## Assignment
Copy each line containing the word "cloudy" from the records that follow, please.

## Dataset records
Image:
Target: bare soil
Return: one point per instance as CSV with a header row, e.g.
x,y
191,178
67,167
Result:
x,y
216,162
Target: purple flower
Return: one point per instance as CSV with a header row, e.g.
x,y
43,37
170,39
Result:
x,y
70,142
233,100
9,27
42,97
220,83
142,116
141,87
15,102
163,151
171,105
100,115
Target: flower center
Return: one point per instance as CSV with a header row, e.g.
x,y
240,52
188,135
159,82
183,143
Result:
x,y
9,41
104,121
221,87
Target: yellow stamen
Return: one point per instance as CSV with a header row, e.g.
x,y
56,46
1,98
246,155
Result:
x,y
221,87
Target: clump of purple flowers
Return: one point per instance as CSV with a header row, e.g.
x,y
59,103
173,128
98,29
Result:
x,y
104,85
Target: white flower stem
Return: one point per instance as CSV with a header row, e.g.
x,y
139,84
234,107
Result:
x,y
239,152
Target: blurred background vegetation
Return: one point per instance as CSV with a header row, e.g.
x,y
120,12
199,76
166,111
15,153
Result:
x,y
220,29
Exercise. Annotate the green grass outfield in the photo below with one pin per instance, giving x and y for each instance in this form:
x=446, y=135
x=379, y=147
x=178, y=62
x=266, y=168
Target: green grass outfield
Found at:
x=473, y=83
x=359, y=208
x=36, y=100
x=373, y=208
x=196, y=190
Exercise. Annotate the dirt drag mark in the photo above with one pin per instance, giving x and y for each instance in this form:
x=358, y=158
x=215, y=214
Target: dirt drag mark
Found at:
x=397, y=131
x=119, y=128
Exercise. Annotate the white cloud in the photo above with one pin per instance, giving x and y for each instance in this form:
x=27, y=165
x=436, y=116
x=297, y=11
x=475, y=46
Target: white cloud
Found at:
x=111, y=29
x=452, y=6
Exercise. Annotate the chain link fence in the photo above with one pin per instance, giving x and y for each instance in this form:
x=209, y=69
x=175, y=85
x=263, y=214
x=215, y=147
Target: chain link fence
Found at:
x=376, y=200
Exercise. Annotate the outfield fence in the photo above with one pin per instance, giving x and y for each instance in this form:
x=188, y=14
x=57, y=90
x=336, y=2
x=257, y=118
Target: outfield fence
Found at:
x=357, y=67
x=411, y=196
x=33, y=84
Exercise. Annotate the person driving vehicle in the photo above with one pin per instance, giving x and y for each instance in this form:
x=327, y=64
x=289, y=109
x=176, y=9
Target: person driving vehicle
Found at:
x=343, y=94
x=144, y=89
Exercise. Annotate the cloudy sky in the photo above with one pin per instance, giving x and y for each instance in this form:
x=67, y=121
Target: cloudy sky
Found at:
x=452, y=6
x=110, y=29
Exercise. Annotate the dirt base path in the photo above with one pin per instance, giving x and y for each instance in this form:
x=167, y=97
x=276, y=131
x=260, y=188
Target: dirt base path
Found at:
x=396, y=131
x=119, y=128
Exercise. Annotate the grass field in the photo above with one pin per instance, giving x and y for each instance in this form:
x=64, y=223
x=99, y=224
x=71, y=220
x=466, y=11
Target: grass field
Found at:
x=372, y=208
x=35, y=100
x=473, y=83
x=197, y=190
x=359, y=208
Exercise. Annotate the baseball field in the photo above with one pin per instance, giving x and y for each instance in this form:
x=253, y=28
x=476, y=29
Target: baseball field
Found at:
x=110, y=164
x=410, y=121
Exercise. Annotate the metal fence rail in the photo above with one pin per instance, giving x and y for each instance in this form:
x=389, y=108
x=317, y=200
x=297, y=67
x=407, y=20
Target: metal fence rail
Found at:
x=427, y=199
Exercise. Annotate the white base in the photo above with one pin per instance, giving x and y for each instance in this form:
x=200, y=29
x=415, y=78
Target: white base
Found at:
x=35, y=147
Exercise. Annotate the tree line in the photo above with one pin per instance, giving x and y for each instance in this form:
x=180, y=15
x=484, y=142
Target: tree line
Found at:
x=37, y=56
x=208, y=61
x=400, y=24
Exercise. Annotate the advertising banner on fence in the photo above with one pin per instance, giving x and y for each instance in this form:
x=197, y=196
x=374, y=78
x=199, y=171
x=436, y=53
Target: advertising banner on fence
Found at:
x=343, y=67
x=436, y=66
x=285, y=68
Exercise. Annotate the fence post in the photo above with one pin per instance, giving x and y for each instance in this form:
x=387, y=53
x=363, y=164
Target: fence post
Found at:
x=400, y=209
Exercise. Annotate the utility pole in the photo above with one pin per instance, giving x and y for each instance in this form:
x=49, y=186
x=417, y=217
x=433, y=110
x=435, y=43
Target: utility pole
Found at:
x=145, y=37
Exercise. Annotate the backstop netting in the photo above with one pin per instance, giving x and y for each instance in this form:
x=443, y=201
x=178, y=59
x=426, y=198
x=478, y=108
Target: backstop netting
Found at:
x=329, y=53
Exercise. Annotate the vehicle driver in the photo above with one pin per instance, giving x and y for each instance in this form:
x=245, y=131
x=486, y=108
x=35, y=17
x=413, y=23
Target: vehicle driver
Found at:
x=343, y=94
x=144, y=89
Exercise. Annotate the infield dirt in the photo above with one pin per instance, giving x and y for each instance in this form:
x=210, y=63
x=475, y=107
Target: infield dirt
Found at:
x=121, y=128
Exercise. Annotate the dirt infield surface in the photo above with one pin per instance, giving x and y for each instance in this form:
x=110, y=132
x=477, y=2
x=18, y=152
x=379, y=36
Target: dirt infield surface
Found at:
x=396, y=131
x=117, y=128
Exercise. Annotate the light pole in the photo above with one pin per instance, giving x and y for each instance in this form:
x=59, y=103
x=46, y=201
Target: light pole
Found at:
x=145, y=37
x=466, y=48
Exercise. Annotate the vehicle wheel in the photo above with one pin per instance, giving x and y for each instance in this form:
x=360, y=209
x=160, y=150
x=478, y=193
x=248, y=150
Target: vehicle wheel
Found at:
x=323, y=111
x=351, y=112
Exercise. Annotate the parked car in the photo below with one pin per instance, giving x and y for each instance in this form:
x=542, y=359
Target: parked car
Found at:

## Reply
Exercise. Annotate the cloudy sky in the photo above with one pin per instance, giving x and y for each instance in this form:
Target: cloudy sky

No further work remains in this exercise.